Excerpts from a point-labeling dataset:
▬▬▬▬▬▬

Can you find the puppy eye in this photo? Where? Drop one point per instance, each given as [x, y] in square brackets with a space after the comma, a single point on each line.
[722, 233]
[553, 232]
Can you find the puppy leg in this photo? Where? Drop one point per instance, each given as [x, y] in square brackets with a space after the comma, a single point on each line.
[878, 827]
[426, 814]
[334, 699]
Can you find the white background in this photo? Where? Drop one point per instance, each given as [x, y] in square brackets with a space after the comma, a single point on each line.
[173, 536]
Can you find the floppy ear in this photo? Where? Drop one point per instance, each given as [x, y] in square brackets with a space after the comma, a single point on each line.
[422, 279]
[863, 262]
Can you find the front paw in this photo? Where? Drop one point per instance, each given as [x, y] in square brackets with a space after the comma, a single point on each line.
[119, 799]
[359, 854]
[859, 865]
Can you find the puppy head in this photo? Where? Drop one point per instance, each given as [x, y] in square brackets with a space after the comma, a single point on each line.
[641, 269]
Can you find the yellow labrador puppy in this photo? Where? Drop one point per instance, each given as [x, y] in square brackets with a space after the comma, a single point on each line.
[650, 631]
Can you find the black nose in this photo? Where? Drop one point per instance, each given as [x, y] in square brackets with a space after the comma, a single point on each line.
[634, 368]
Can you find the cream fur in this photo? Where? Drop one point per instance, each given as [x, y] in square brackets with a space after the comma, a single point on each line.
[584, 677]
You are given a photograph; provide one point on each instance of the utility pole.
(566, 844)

▬▬▬▬▬▬

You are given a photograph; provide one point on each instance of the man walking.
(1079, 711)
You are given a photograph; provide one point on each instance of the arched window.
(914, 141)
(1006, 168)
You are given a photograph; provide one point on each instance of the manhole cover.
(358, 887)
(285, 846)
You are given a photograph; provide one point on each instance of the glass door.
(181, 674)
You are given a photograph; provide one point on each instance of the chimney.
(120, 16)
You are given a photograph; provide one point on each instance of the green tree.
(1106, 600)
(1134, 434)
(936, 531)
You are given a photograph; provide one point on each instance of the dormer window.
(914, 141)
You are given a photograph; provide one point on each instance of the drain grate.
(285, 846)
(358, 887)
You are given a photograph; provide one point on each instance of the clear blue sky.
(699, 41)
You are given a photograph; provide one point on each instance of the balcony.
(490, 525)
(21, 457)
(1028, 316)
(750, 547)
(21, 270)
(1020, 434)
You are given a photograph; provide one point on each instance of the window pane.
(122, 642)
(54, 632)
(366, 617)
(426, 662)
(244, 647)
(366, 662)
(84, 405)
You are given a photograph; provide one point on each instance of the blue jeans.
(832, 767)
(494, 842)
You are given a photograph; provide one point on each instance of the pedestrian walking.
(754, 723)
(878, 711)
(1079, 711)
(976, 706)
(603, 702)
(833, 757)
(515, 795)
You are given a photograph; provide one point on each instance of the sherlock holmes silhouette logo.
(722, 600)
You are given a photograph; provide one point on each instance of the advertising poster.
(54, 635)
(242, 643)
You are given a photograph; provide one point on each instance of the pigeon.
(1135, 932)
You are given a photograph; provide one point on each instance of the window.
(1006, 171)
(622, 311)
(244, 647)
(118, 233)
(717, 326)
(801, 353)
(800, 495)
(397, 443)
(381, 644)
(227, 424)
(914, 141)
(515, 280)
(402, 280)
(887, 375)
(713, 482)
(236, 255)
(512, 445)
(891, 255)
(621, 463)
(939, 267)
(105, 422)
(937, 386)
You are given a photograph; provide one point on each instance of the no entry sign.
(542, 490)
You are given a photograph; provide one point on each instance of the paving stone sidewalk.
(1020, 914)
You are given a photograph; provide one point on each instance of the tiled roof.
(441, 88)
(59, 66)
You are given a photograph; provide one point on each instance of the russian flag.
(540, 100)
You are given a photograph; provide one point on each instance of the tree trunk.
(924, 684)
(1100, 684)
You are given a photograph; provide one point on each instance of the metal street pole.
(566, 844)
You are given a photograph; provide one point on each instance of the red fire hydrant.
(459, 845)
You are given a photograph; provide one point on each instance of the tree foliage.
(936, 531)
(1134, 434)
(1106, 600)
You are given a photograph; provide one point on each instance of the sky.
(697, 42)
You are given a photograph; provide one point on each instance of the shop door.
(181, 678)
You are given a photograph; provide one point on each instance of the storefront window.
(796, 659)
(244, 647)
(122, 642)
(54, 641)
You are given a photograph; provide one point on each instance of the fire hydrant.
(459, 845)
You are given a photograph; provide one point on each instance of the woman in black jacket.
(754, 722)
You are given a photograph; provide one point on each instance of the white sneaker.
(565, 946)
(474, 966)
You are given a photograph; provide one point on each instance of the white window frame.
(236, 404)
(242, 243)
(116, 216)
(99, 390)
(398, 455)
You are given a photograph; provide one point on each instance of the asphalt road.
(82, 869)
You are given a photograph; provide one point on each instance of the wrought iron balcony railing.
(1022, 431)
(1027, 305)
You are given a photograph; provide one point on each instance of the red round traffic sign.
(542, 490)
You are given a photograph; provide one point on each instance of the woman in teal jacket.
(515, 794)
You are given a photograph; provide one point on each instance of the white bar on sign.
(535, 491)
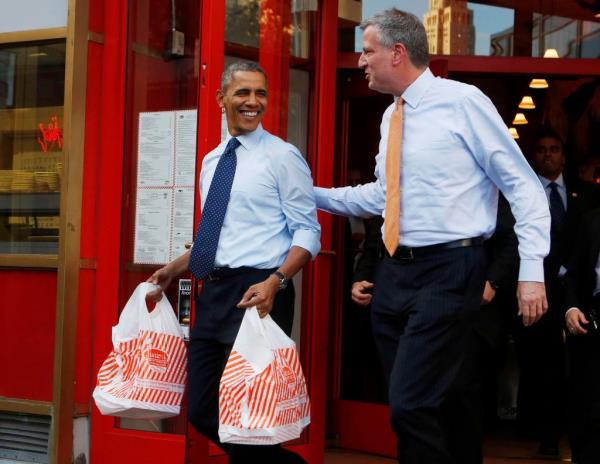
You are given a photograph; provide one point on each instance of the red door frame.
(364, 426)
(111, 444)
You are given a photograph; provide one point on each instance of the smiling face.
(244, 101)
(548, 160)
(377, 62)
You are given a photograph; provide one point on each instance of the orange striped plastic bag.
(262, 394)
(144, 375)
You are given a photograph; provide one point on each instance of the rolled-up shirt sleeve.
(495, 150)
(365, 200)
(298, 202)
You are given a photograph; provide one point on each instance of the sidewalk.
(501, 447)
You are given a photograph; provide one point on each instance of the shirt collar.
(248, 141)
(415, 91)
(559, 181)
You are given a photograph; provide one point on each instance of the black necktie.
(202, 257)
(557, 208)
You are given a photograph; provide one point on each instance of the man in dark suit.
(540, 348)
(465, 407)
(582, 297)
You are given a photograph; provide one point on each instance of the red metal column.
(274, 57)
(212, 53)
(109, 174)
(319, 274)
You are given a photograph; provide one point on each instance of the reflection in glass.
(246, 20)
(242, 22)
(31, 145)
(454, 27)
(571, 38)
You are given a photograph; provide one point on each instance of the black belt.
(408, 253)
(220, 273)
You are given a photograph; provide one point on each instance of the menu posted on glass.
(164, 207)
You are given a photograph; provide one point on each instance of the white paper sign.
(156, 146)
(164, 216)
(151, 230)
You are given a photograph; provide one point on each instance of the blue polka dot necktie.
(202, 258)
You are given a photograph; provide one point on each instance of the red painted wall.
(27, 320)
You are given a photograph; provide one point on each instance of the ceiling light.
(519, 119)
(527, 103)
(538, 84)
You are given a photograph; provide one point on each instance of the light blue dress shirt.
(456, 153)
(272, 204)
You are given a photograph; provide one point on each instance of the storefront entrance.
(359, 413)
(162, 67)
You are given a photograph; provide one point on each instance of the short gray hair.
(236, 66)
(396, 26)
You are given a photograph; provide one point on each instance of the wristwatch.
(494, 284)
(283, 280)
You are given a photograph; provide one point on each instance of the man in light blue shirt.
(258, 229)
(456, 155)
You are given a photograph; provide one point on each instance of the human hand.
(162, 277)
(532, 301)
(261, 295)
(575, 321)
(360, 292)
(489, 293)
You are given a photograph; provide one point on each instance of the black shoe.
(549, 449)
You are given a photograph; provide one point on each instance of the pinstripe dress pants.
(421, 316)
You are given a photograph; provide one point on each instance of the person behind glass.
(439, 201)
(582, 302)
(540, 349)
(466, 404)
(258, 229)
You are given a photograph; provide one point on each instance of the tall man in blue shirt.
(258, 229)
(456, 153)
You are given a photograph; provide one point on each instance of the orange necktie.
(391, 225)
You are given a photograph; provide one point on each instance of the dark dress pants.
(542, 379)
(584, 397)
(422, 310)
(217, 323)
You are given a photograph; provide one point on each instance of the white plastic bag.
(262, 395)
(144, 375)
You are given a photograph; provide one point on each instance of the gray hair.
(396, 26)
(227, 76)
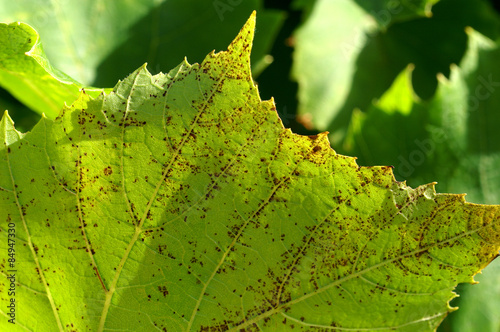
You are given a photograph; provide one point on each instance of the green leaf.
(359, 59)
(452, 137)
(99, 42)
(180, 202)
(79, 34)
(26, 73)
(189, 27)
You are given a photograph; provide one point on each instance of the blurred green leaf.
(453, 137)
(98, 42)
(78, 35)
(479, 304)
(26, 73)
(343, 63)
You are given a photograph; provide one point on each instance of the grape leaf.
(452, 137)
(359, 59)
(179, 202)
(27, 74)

▬▬▬▬▬▬

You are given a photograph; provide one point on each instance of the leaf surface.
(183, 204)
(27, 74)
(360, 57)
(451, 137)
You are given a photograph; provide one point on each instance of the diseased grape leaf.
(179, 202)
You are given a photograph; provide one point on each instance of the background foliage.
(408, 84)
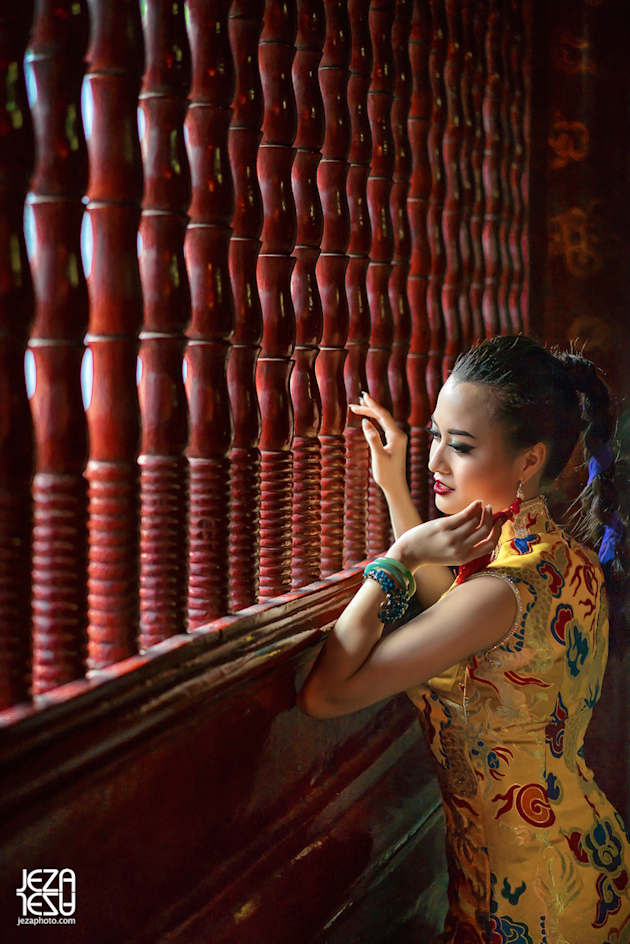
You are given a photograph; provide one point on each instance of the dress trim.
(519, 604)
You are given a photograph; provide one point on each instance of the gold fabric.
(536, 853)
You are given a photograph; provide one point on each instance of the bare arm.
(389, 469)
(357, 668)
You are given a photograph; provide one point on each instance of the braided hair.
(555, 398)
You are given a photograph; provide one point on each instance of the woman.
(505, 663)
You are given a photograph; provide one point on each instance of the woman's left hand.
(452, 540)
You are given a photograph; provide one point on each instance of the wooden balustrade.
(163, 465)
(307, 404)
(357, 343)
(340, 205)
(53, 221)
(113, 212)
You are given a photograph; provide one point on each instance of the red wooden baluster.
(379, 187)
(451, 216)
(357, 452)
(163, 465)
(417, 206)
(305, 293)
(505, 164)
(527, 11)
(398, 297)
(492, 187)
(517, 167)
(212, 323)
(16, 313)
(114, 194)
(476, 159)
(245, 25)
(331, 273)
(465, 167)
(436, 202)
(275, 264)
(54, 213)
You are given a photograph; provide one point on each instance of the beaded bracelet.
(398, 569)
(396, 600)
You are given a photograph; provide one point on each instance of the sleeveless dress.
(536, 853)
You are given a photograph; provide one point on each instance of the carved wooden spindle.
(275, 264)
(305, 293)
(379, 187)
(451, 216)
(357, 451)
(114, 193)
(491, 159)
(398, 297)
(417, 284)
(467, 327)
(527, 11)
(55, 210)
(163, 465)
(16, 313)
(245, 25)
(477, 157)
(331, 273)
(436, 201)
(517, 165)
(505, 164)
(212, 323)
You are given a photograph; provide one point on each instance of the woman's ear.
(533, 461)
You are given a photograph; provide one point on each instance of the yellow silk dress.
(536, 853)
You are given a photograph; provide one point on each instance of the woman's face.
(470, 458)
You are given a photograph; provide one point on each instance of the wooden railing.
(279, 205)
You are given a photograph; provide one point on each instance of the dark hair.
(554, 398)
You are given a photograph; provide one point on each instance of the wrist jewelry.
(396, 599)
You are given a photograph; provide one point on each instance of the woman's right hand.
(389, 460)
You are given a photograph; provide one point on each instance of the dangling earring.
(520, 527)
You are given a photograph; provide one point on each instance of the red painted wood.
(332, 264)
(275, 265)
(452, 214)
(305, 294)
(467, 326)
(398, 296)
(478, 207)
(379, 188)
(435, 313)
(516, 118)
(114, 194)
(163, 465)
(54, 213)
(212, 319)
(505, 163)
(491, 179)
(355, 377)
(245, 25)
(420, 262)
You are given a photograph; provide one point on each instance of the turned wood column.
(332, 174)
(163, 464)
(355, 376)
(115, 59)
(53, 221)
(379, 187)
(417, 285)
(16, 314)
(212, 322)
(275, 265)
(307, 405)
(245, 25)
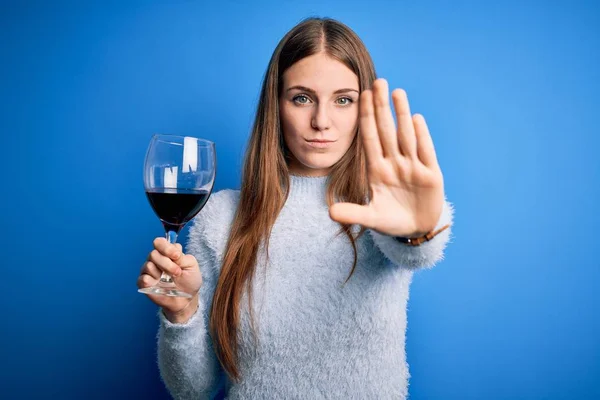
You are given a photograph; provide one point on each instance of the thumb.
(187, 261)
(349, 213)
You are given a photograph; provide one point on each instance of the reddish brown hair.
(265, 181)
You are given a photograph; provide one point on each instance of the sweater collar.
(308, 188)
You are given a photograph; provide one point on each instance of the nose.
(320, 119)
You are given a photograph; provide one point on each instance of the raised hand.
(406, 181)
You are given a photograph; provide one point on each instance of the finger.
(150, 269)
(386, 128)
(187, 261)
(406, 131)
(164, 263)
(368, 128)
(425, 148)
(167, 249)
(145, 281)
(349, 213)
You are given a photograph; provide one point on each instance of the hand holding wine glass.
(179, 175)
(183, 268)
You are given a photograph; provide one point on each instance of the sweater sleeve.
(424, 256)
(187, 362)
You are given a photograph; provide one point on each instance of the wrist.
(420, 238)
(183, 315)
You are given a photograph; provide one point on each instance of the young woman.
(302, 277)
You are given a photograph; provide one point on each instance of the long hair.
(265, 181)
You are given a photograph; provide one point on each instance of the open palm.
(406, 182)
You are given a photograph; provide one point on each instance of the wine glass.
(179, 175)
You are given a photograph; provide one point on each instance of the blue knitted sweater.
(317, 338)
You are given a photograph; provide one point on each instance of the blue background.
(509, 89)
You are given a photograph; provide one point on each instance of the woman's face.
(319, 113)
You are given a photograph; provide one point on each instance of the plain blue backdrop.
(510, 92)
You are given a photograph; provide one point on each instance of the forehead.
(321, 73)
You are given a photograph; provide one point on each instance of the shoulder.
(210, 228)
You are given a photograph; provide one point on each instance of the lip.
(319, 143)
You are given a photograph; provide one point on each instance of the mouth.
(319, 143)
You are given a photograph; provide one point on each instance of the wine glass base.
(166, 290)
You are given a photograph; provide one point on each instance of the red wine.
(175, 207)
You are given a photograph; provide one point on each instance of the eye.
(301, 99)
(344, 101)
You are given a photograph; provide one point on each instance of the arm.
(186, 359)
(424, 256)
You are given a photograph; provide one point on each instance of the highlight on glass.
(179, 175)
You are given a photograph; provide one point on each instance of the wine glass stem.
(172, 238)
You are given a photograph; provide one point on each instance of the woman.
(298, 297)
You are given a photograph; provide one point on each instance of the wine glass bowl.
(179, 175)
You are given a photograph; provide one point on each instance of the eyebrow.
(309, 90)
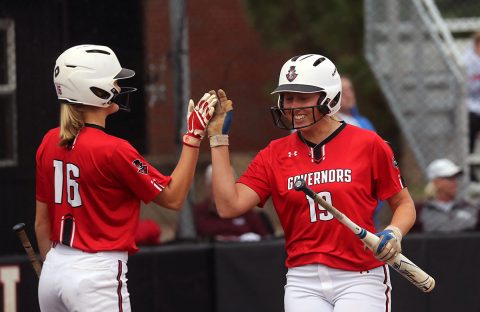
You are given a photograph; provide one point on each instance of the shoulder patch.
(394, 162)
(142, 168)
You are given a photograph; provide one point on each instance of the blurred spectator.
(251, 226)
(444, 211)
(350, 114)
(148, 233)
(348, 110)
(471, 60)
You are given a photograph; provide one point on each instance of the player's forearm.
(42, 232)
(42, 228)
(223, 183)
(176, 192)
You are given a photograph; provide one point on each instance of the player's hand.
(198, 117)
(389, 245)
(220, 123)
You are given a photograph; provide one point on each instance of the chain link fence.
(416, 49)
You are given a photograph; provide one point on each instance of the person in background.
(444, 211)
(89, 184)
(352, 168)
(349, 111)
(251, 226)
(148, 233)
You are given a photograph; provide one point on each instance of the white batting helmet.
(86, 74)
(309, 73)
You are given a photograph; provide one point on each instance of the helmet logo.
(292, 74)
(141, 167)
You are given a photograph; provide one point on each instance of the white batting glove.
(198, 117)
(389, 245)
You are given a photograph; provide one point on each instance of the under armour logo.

▬▬▬▬▬▬

Collect every line in the records above that contains the string "sweater", matching case exactly.

You are given a photograph; provide one point on each instance of the sweater collar.
You are given a photograph; provide one point on each instance of the sweater sleeve.
You are given a photograph; provide one point on each instance of the blue knitted sweater.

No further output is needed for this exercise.